┌─ Material supplied

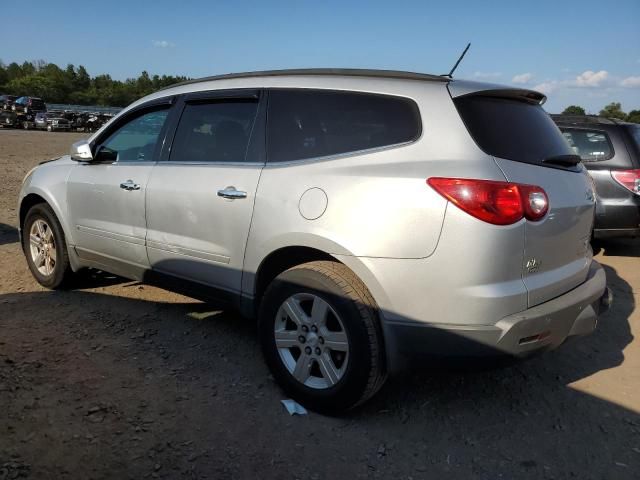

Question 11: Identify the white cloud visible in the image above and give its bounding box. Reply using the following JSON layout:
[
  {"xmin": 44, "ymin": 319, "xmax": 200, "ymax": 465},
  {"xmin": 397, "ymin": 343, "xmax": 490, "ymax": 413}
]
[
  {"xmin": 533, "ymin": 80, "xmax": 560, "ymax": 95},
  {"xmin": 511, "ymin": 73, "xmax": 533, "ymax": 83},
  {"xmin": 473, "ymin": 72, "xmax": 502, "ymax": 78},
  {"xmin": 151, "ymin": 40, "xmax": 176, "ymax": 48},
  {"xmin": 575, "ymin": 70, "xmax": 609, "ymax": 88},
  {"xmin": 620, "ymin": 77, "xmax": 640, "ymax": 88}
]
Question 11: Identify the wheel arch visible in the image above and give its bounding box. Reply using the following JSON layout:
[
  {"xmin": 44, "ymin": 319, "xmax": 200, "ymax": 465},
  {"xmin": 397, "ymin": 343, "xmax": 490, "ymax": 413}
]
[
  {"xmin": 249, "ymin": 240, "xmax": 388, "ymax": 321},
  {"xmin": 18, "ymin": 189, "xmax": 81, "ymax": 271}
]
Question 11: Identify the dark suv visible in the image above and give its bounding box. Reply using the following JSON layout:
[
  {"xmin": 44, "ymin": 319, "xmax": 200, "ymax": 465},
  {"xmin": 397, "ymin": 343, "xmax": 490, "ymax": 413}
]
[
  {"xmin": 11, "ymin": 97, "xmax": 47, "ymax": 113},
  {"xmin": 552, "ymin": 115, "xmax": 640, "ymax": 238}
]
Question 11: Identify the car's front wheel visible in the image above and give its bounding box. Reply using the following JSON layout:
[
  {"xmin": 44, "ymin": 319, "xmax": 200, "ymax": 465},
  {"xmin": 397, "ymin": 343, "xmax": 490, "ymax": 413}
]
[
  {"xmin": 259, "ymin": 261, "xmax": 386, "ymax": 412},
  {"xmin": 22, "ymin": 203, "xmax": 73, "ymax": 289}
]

└─
┌─ Material supplied

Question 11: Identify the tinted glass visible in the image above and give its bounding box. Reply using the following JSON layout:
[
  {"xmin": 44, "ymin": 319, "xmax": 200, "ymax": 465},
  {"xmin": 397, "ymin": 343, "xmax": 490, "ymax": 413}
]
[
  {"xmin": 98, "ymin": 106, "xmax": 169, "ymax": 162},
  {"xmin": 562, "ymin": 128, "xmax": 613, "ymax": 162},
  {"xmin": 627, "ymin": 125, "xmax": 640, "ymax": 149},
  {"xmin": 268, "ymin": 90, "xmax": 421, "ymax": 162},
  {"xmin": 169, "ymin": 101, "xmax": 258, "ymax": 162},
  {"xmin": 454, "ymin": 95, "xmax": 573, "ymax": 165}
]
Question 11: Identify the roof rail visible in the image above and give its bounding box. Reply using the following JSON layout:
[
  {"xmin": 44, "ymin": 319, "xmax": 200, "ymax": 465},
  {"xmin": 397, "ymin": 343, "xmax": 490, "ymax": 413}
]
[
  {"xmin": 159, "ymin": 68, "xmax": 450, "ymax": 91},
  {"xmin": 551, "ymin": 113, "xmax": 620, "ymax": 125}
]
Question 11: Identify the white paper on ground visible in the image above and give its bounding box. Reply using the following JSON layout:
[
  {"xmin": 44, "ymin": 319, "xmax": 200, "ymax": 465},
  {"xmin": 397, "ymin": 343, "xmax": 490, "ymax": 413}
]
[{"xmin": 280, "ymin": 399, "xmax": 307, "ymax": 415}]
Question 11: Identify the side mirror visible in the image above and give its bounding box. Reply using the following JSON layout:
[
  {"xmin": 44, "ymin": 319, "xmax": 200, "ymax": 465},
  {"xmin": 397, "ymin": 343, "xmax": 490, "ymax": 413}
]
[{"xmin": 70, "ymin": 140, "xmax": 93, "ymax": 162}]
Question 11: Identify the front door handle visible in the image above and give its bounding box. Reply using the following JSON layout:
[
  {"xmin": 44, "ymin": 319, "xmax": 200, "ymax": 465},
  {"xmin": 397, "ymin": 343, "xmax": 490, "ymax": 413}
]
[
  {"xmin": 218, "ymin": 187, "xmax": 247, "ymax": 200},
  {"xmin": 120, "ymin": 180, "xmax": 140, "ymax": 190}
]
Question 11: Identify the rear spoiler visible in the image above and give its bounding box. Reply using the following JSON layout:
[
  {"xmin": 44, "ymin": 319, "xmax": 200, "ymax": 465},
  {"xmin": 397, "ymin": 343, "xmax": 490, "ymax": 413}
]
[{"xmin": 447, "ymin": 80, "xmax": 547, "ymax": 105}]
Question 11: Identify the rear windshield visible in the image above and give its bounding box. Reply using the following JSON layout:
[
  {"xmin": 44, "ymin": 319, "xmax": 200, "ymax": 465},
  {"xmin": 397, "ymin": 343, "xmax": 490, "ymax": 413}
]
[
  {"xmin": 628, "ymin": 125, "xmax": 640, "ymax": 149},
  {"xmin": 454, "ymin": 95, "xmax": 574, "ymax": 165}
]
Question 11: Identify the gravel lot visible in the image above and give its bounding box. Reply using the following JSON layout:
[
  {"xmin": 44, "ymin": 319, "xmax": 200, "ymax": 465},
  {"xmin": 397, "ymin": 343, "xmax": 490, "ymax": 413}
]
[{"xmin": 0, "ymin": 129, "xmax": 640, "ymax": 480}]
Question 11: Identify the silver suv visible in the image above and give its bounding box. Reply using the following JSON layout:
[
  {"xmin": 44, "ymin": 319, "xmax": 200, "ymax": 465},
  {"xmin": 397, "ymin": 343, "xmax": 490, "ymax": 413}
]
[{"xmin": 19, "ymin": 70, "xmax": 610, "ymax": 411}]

└─

- _Stated exercise_
Identify each line in the items above that contains the word "front" and copy those lines.

- _Task response_
Question 11: Identify the car's front wheel visible in the image above and give its bounding box. Reply using the following JSON layout:
Question 11: Identify the front door handle visible in the image above and give its bounding box. Reply using the following JSON layout:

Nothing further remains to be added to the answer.